TASKS AND EXERCISES:
1 > Set down the stretch of the Ranchita Rocks Music Festival passage from "The Ranchita Rocks" through "with aerial performers.", copying it word for word.
2 > According to the Ranchita Rocks Music Festival passage, in what year did the festival debut?
3 > Extend the Ranchita Rocks Music Festival passage, picking up after its final sentence.

SELECTED EXTRACT:
• • • • •

The Ranchita Rocks Music Festival was a three-day annual music festival held at the Golightly Farms Ranch in Ranchita, California. The 2008 event had six stages, featuring classic and contemporary rock performances. as well as comedy acts, camping, crafts vendors, a kids' zone, healing arts, food, beer & wine, drum circles, and a fire breathing fire truck with aerial performers.

History
The three-day music festival, which debuted in 2007 as a fund-raising concert for community and environmental groups opposed to San Diego Gas & Electric's proposed Sunrise Powerlink electrical transmission line, returned 2008 with several national headlining acts and an emphasis on solar, biodiesel and wind energy to power the event.

• • • • •

INFORMATION SUPPLIED:

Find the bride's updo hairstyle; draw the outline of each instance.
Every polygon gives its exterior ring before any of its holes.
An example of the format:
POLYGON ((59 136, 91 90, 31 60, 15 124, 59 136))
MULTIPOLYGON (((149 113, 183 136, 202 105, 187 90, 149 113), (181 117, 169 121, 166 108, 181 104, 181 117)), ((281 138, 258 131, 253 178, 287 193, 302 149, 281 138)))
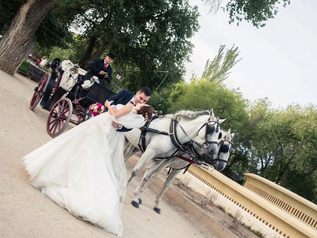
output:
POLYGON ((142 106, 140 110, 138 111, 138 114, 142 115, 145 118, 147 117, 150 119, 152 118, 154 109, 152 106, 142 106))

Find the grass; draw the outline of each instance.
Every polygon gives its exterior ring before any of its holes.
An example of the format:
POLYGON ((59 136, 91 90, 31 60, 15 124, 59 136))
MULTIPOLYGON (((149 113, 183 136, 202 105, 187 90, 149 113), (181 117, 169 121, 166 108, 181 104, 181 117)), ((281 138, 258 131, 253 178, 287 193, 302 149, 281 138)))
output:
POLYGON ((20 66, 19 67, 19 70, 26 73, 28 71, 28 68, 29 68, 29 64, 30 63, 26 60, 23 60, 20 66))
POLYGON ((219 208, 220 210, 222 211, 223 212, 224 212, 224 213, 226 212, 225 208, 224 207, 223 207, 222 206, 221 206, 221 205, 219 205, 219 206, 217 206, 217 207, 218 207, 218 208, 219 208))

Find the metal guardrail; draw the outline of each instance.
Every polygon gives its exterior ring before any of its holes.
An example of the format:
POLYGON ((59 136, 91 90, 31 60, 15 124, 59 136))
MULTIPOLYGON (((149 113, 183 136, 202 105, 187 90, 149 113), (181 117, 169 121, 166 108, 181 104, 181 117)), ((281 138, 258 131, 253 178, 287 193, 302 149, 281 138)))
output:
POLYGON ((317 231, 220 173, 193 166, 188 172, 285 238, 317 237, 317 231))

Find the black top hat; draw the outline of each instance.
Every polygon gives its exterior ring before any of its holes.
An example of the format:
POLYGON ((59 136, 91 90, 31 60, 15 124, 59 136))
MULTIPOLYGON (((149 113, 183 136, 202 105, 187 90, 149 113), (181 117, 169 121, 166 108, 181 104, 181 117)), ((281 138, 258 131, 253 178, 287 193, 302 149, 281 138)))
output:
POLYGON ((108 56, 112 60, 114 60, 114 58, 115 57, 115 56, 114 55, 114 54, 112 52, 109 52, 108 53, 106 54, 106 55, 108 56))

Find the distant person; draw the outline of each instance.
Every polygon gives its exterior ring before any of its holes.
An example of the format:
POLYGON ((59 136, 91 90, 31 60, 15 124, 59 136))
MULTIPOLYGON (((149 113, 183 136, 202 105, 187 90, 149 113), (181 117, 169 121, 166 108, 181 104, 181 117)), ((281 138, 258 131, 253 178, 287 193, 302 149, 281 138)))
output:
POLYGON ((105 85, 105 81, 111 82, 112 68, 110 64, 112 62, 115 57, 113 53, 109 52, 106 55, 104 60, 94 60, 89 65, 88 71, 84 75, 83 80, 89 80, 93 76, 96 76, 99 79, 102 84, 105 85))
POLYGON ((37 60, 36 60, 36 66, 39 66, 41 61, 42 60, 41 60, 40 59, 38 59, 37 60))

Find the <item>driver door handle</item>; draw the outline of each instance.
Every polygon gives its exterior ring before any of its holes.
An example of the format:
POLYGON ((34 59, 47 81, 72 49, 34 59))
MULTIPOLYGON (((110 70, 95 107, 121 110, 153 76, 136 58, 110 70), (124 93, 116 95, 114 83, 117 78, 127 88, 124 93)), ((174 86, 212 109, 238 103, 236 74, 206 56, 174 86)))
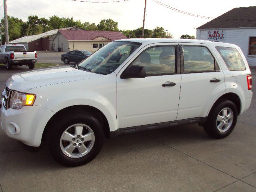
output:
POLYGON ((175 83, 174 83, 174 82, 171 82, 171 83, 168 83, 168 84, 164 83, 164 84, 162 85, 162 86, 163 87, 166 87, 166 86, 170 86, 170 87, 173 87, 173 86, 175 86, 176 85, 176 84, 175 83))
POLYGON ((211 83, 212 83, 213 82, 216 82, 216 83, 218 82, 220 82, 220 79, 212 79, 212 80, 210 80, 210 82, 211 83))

• • • • •

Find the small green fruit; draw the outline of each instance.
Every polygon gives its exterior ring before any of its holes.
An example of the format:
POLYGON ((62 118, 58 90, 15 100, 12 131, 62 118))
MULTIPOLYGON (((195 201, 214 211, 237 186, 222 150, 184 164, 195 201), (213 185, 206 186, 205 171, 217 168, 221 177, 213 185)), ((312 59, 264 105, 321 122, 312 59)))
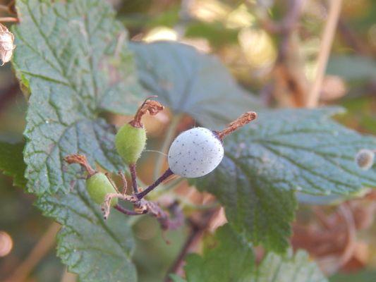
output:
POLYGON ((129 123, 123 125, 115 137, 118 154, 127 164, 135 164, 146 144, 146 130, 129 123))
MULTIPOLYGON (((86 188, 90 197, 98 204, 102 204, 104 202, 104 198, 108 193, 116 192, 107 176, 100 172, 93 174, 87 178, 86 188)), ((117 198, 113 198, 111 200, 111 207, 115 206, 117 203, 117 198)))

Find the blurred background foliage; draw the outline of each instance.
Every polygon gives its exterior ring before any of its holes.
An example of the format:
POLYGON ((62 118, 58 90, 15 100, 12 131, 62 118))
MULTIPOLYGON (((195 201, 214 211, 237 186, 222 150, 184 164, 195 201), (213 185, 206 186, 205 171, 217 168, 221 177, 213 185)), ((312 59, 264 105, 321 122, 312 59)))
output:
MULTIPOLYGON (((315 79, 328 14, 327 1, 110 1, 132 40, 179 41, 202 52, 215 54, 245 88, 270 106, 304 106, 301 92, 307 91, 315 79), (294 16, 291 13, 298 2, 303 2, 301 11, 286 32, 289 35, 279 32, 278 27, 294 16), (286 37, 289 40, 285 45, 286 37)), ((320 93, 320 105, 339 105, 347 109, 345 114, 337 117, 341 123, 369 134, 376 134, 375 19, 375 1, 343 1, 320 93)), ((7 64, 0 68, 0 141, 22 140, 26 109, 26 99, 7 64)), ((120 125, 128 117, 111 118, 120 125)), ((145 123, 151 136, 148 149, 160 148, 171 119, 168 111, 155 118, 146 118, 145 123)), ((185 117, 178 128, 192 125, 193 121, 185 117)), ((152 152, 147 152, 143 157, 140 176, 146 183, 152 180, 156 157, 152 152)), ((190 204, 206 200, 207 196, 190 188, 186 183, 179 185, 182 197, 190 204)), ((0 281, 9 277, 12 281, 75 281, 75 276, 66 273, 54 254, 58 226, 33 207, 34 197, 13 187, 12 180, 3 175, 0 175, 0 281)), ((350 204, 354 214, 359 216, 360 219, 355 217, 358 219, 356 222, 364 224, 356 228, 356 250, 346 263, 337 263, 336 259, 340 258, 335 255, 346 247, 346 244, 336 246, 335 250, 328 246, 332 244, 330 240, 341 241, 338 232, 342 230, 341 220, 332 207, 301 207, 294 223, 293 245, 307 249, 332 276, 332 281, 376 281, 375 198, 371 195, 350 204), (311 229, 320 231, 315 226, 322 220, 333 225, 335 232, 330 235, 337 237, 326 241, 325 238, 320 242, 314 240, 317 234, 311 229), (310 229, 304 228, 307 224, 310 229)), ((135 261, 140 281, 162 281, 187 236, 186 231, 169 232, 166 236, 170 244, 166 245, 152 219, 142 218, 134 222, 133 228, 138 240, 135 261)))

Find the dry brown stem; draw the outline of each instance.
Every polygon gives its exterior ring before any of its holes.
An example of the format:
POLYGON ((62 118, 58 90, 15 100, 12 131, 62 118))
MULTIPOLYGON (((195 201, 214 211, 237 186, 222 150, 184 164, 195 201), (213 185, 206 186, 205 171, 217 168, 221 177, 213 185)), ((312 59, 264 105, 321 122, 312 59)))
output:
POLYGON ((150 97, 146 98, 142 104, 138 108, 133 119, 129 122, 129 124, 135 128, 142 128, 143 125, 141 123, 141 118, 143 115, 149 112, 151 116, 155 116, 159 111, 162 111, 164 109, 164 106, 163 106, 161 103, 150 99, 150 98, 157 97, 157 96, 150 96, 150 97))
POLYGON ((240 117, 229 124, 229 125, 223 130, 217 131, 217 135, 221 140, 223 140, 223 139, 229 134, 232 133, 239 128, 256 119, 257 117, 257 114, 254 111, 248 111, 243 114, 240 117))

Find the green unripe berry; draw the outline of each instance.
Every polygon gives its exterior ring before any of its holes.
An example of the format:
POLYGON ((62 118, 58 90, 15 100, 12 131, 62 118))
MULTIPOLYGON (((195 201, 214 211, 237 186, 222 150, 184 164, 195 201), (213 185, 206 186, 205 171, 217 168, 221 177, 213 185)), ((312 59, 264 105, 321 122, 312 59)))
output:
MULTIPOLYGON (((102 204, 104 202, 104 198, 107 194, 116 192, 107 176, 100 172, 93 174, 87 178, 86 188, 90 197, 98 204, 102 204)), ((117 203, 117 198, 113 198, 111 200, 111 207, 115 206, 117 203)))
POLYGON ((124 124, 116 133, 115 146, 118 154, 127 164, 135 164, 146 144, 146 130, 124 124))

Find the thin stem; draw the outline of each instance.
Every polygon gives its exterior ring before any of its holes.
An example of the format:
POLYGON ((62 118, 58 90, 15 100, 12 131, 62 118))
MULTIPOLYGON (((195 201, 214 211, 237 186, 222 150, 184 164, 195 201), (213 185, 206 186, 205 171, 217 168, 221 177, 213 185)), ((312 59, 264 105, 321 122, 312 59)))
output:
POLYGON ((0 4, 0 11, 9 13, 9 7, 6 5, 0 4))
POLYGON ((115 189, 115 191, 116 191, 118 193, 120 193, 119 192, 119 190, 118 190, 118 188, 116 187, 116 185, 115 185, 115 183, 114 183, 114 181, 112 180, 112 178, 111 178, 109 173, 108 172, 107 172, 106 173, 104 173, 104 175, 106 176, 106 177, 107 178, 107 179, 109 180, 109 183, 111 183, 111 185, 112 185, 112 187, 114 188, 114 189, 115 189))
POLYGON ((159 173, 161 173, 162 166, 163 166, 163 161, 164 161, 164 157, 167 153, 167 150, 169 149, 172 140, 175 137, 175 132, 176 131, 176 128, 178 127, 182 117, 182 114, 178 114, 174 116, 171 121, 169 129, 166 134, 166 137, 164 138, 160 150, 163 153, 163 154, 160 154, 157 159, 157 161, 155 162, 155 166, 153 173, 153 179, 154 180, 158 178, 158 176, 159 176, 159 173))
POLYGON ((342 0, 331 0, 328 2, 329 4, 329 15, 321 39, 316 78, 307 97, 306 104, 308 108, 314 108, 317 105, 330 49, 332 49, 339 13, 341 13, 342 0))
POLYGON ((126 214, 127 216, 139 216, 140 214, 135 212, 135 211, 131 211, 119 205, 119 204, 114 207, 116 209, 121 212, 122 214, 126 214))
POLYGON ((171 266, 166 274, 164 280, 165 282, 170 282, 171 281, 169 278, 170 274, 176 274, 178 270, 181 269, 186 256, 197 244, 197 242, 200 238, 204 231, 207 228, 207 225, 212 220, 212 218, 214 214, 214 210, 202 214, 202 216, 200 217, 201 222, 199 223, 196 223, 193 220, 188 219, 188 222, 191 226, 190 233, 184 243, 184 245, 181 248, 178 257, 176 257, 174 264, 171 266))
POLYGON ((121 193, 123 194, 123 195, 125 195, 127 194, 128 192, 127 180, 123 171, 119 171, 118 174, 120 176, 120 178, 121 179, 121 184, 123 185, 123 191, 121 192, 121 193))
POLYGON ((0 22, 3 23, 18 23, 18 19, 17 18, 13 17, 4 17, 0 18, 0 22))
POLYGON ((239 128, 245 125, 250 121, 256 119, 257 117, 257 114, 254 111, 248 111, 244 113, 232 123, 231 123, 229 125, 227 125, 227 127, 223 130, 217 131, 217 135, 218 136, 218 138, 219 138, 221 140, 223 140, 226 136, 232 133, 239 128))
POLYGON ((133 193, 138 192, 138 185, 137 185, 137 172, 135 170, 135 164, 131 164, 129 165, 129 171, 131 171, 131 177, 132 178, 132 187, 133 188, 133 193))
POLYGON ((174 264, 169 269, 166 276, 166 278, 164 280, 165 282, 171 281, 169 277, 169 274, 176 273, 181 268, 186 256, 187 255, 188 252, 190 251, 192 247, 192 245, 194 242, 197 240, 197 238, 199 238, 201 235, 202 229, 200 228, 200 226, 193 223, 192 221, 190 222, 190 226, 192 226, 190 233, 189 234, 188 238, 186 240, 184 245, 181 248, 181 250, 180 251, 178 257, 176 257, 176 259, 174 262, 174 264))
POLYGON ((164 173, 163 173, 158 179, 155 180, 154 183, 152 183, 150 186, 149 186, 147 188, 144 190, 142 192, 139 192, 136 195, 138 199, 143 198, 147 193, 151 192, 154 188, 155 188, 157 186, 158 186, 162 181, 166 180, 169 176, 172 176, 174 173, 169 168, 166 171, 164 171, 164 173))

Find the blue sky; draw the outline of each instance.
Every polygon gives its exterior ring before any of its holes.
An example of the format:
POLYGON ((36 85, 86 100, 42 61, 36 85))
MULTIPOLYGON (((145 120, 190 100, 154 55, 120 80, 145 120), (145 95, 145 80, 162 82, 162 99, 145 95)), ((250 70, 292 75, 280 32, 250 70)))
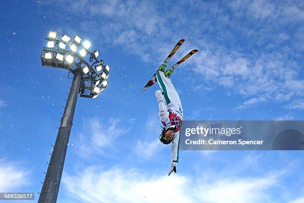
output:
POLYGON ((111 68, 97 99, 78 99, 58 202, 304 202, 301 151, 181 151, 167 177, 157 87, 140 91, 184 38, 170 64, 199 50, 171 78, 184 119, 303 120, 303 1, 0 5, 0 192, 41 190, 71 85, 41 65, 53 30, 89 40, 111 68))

• • • • •

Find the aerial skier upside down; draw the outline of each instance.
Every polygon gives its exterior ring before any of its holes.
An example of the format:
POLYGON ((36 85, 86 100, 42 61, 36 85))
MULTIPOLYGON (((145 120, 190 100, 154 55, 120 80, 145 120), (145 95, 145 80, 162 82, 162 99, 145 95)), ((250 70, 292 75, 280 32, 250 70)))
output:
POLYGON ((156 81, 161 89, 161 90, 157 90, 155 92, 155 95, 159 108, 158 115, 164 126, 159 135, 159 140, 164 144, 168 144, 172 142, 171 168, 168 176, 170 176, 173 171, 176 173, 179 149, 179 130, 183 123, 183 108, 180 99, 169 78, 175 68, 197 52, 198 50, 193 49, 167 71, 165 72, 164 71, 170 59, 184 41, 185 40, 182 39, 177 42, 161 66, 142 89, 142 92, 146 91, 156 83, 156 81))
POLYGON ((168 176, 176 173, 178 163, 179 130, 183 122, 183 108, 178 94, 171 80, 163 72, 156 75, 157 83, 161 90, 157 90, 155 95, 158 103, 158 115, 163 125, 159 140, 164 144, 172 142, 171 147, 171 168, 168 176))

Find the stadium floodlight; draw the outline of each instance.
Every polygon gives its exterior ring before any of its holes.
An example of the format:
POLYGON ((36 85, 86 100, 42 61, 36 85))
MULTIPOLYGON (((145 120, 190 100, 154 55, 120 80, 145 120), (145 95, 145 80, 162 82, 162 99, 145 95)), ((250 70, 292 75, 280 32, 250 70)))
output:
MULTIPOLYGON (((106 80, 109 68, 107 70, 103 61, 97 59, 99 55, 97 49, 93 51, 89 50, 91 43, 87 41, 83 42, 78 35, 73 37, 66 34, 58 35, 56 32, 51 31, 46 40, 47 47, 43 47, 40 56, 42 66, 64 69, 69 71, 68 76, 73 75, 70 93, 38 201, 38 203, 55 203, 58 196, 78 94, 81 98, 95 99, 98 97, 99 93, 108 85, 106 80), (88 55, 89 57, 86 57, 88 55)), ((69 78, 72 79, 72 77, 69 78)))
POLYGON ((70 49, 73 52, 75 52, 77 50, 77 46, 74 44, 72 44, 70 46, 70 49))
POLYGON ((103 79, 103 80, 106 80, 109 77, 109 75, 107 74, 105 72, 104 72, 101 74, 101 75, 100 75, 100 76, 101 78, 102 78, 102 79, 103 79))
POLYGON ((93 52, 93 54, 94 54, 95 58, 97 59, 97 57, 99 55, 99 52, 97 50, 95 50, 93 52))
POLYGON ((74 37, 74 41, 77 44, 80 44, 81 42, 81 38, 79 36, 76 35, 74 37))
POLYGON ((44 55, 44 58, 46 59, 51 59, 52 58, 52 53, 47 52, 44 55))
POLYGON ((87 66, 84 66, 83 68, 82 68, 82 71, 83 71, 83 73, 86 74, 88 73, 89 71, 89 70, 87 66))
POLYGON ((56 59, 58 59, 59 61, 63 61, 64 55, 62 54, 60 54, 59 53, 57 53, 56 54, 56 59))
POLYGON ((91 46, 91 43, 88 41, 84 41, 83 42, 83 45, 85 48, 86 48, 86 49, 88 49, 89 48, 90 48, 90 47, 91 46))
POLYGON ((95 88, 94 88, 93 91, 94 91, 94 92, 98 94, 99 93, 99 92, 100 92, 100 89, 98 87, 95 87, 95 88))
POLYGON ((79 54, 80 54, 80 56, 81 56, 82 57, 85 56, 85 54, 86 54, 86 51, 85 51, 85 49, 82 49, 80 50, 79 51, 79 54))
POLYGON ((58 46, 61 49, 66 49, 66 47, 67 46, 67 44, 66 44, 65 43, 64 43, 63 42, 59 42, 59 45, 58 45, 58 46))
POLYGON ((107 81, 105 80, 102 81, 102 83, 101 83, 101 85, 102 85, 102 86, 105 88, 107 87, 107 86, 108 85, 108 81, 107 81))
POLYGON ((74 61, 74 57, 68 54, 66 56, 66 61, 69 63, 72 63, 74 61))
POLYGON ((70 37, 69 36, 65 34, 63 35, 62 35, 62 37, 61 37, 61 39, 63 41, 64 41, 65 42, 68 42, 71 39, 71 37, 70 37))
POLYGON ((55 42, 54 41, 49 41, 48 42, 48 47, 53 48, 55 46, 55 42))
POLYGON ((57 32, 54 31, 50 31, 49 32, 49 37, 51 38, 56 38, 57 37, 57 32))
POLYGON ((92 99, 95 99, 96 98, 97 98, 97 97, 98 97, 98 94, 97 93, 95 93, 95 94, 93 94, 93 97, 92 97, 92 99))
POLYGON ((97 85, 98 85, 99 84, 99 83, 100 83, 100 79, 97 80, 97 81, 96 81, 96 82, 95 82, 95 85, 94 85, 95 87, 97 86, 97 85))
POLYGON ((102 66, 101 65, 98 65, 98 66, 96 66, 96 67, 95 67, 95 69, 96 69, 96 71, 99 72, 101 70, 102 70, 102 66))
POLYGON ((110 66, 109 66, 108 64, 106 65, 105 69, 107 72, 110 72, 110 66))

• • • • •

RESULTS IN ORDER:
1 >
The Ranchita Rocks Music Festival was a three-day annual music festival held at the Golightly Farms Ranch in Ranchita, California. The 2008 event had six stages, featuring classic and contemporary rock performances. as well as comedy acts, camping, crafts vendors, a kids' zone, healing arts, food, beer & wine, drum circles, and a fire breathing fire truck with aerial performers.

2 > 2007

3 >
In 2008, the music festival was planned to benefit the Protect Our Communities Fund (POC). POC was working together with Ranchita Rocks Festival to host an all green music and camping festival in the San Diego backcountry. The mission is to fight the proposed high power line route scheduled to run from safe, clean, renewable energy projects in Imperial Valley through Anza Borrego State Park, the largest State Park in the Nation. The festival is raising funds to fight this power line as well as highlight and educate on alternative energy choices.

“We strongly believe that energy does not have to be imported over dangerous high voltage transmission lines and that renewable energy should be produced locally, for local consumption,” states Carolyn Morrow who hosts the event on her  ranch.

In 2007 and 2008 fans complained and bands were not paid. No funds were given to the non-profit opposing this renewable energy transmission project. The festival did not achieve its goal, and as of early 2011 the power line was being built between Lake Henshaw & Santa Ysabel.

Lineup of musical performers by year
Headliners for each date listed in bold text.

2008
The 2008 line-up is available on the official Ranchita Rocks website.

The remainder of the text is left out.